** Description of the task **
Rewrite all of the data below as a numbered list, one line per item, skipping any blank lines. Leave the pictures out.

* Start Given records *

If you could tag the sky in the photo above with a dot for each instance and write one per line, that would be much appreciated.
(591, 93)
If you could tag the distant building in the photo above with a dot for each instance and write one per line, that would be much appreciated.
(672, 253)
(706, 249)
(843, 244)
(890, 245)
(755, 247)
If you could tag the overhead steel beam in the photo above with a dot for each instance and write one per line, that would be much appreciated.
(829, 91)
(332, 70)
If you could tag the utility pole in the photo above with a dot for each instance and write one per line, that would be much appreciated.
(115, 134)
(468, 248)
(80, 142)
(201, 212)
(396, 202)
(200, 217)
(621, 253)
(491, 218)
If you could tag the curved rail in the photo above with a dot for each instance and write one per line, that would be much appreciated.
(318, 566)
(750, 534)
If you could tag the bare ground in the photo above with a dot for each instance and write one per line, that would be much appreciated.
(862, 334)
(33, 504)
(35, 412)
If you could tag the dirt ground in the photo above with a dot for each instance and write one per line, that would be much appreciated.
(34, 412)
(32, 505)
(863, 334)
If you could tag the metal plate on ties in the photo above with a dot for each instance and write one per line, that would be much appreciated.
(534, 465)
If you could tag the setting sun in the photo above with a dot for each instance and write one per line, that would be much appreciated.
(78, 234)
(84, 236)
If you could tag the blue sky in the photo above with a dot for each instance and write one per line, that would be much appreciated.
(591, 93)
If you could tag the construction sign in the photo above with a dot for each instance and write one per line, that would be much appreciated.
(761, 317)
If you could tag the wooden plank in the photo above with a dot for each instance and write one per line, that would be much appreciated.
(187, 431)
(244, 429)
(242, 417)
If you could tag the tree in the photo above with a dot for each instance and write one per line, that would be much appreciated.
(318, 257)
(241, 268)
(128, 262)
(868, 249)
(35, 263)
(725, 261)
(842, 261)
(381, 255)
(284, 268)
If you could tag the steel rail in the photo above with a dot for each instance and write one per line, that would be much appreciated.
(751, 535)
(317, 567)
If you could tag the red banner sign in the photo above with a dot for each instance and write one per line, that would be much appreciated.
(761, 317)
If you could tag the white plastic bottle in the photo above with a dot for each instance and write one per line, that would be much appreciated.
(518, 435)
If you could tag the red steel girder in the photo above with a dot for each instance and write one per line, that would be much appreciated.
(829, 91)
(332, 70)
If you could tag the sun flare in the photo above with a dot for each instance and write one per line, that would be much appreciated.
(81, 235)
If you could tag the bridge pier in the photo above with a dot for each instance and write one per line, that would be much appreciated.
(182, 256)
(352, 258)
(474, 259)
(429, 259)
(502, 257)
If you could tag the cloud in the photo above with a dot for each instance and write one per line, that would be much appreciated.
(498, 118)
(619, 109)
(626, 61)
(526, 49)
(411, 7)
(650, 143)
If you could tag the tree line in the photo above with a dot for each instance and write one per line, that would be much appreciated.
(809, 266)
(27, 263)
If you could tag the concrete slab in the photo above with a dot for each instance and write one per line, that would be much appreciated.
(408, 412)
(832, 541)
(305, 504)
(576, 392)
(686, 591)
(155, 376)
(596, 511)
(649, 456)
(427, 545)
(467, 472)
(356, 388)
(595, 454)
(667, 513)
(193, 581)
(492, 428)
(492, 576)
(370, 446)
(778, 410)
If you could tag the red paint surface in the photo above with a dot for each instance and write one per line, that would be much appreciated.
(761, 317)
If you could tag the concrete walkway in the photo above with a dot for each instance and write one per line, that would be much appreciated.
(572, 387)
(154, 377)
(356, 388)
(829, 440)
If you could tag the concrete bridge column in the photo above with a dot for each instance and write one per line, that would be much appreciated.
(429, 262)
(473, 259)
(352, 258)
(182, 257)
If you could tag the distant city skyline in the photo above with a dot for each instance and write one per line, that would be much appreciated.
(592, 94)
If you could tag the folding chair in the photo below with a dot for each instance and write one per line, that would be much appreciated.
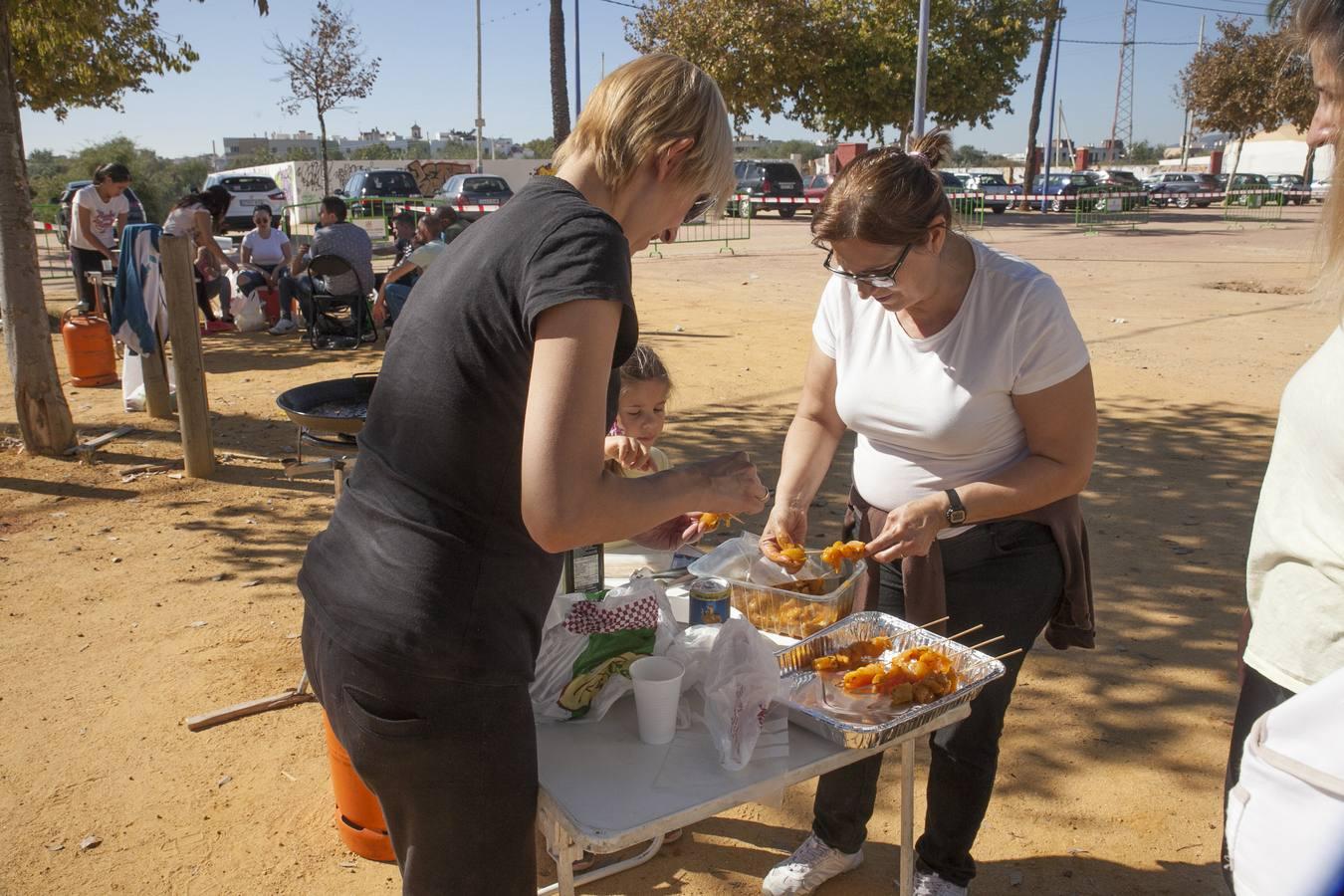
(323, 268)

* End Given records *

** The completed task **
1. If you could tag the sky in the photo above with a dot for each instance and write one per line, that would be much appreciated.
2. (591, 93)
3. If you could tag the distant building in the photo above with a dot for each instance and write one per line, that would be much appreciated.
4. (672, 253)
5. (706, 249)
6. (843, 244)
7. (890, 245)
8. (755, 247)
9. If you could tag the overhead steel beam in the photo above with a dot for each instance and write one per line, that would be much appreciated.
10. (829, 91)
11. (332, 70)
12. If you could tag the utility pole in the photo above with a dot for each instance and write one per line, that would be much appreciated.
13. (115, 134)
14. (468, 248)
15. (80, 142)
16. (201, 212)
17. (396, 202)
18. (200, 217)
19. (621, 253)
20. (491, 218)
21. If you could tag the curved rail in the photo above with a dot for each instance and write one per line, that would be much appreciated.
22. (318, 566)
23. (750, 534)
24. If you could tag the bare ground in the photo above with a dot for each instance and write one per line, that would be much appreciated.
25. (862, 334)
26. (33, 504)
27. (35, 412)
28. If you could tag the dirt ground in the photo above with a dot for each instance and write one per line, that would be much appreciated.
29. (34, 412)
30. (32, 505)
31. (863, 334)
32. If you could tag the metal plate on ties in the photo above with a dot for each instance and write one per line, that would be much appreciated.
33. (534, 465)
34. If you could tag the setting sun in the photo above with a dot for each instance and write one per line, that would be much appreciated.
35. (78, 234)
36. (84, 236)
37. If you could tag the blue sky in the photo above with a dot for each instance and write one per line, that would be much appreciated.
38. (591, 93)
39. If you could tag the construction sign in the photo above with a dot for each instance and write one per line, that would be much appreciated.
40. (761, 317)
41. If you could tag the wooden plank in the photo above with a dot for each instance and write one per line, that would be much appreciated.
42. (187, 431)
43. (244, 429)
44. (242, 417)
45. If you could tag the tree in the photo above with a dot for each instance and write one per line, that would be much appreciated.
46. (318, 257)
47. (241, 268)
48. (128, 262)
49. (868, 249)
50. (35, 263)
51. (725, 261)
52. (842, 261)
53. (381, 255)
54. (284, 268)
55. If you could tag the steel rail in the photo above with a dot for each instance and write one per line, that would be much appreciated.
56. (751, 535)
57. (317, 567)
58. If you could tag the red banner sign in the photo above with a dot for each instance and write one per line, that would be much appreciated.
59. (761, 317)
60. If you could tag the white plastic bottle in the photo above with a dot for each instance and write one per line, that would be much appreciated.
61. (518, 435)
62. If you could tag the red steel girder in the photo above with a dot for each instance and write one per line, that would be much appreciated.
63. (829, 91)
64. (332, 70)
65. If you could tag the sun flare in the photo above with a dot for each instance and write one per line, that would be much appreciated.
66. (81, 235)
67. If you could tag the bridge pier in the photo above with a dot for each instance and write one per line, that would be much appreciated.
68. (182, 256)
69. (352, 258)
70. (474, 259)
71. (429, 259)
72. (502, 257)
73. If you could tag the cloud in the photo above with a dot for each instance and write one per line, that would be much appreciated.
74. (498, 118)
75. (619, 109)
76. (626, 61)
77. (526, 49)
78. (411, 7)
79. (650, 143)
80. If you could tag the tree line in the photo above with a dot for each instance and write one per line, that would be much appreciated.
81. (809, 266)
82. (27, 263)
83. If you could tag the concrete slab in the photo above with a dot for each instance and write one per line, that would be much appreciated.
84. (408, 412)
85. (832, 541)
86. (305, 504)
87. (576, 392)
88. (686, 591)
89. (155, 376)
90. (596, 511)
91. (649, 456)
92. (427, 545)
93. (467, 472)
94. (356, 388)
95. (595, 454)
96. (667, 513)
97. (193, 581)
98. (492, 428)
99. (492, 576)
100. (370, 446)
101. (778, 410)
102. If you could tag the red paint surface in the photo above with a dot for each instance and write one per line, that would be much appreciated.
103. (761, 317)
104. If you could tag the concrete walkway in the photo above with a dot for each instance and write one per line, that would be much appreciated.
105. (572, 387)
106. (154, 377)
107. (356, 388)
108. (829, 440)
109. If you could tag the concrete bridge column in the photo above with a dot for each instance and write one per line, that would be much appreciated.
110. (429, 262)
111. (473, 259)
112. (352, 258)
113. (182, 257)
114. If you could tag the distant city skyline in the photo above with a dot for each instance and write one per line, that would be much appreciated.
115. (592, 94)
116. If you could tag the folding chair in the photo below with a dot for each instance and write one per line, that would be much appreciated.
117. (323, 268)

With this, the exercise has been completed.